Record set »

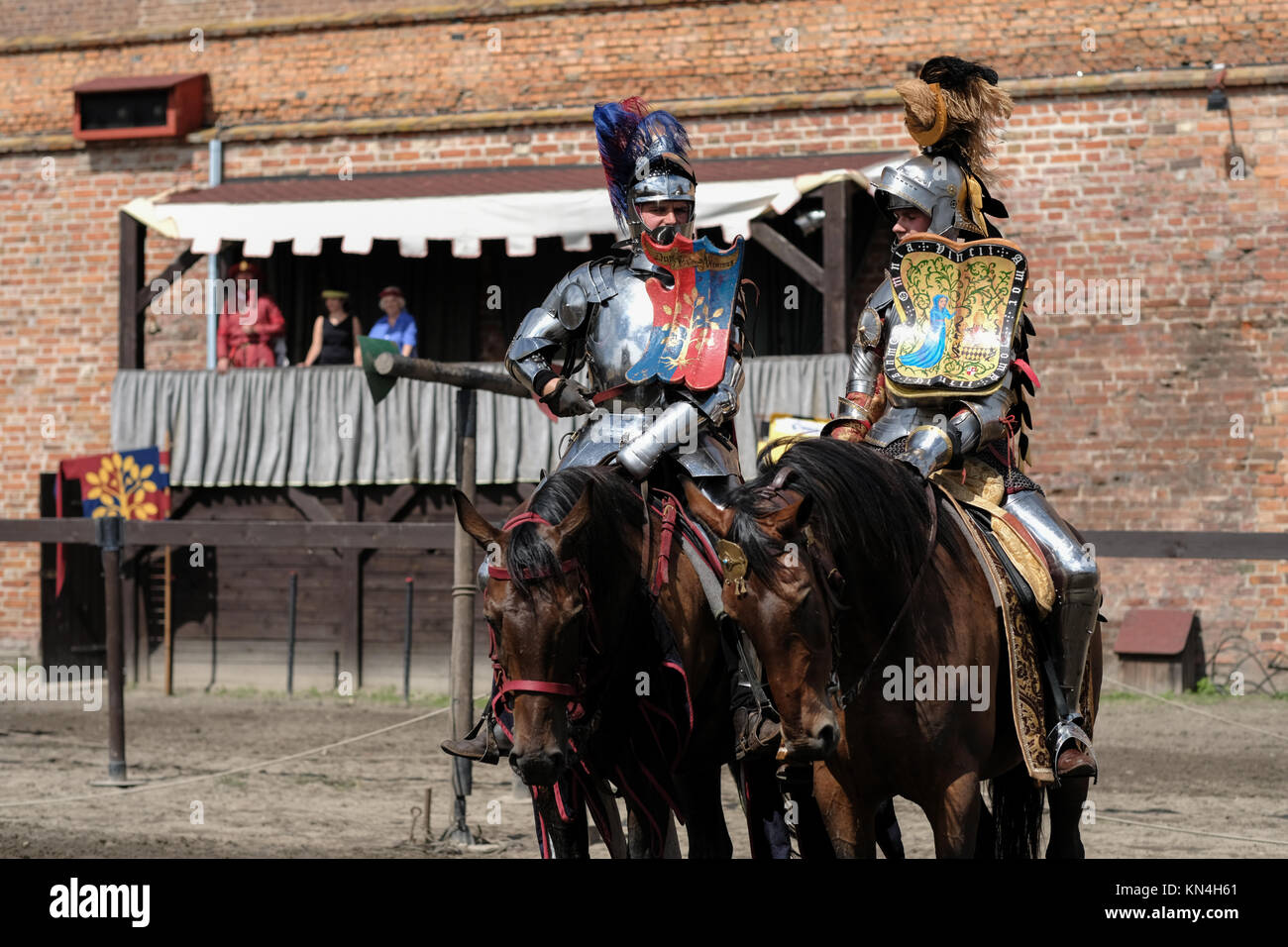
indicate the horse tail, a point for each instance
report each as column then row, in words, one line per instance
column 1017, row 804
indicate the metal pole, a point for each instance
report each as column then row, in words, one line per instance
column 463, row 613
column 110, row 540
column 407, row 647
column 165, row 630
column 290, row 641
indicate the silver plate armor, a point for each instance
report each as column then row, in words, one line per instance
column 616, row 330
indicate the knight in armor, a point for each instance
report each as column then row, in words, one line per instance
column 652, row 392
column 953, row 110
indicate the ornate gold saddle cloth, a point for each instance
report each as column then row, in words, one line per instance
column 1028, row 697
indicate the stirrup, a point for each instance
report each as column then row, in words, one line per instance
column 480, row 745
column 1065, row 732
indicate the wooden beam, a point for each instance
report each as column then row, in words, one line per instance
column 129, row 281
column 180, row 532
column 217, row 532
column 791, row 256
column 180, row 264
column 309, row 505
column 397, row 502
column 836, row 263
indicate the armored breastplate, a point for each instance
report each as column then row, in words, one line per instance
column 617, row 338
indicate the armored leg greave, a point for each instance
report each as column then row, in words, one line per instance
column 1077, row 583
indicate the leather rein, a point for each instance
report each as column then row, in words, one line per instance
column 829, row 578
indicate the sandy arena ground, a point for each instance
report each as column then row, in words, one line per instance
column 1160, row 766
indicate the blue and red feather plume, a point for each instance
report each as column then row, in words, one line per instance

Work to be completed » In your transcription of the listing above, match each line exactly and include no pictures.

Answer space »
indicate the horse tail, a point for each instance
report each as column then row, in words, one line per instance
column 1017, row 804
indicate the metal pole, a point for each instance
report each as column then row, in words, one line per instance
column 463, row 613
column 110, row 540
column 407, row 647
column 165, row 630
column 290, row 641
indicate the silver plate armor, a point for each instance
report each as column then row, in words, one line per instance
column 616, row 330
indicate the knight in armor, a point for each instance
report each as column then row, in words, one line per instance
column 652, row 392
column 953, row 110
indicate the ornate gold saddle cloth, a point for each instance
report each as column then row, in words, one line per instance
column 1028, row 697
indicate the stirrup, a point for each instance
report each as column then row, in words, one line per instance
column 480, row 745
column 1065, row 732
indicate the wooden beam, a point for each instance
report each as column then row, in words, one line per instance
column 129, row 281
column 180, row 532
column 217, row 532
column 791, row 256
column 180, row 264
column 309, row 505
column 397, row 502
column 836, row 263
indicate the armored breastplate, a point for each instance
report each as column then row, in words, one line per instance
column 617, row 338
indicate the armored leg greave, a point for each instance
report each as column then row, in words, one line per instance
column 1077, row 583
indicate the leather rein, a point for each instance
report each as column then row, in words, one line per instance
column 829, row 578
indicate the sandy arena ground, a point for each instance
report each as column then row, in words, one line per instance
column 1160, row 766
indicate the blue and red feather plume, a point for each instance
report each as column then row, in words, one line per instance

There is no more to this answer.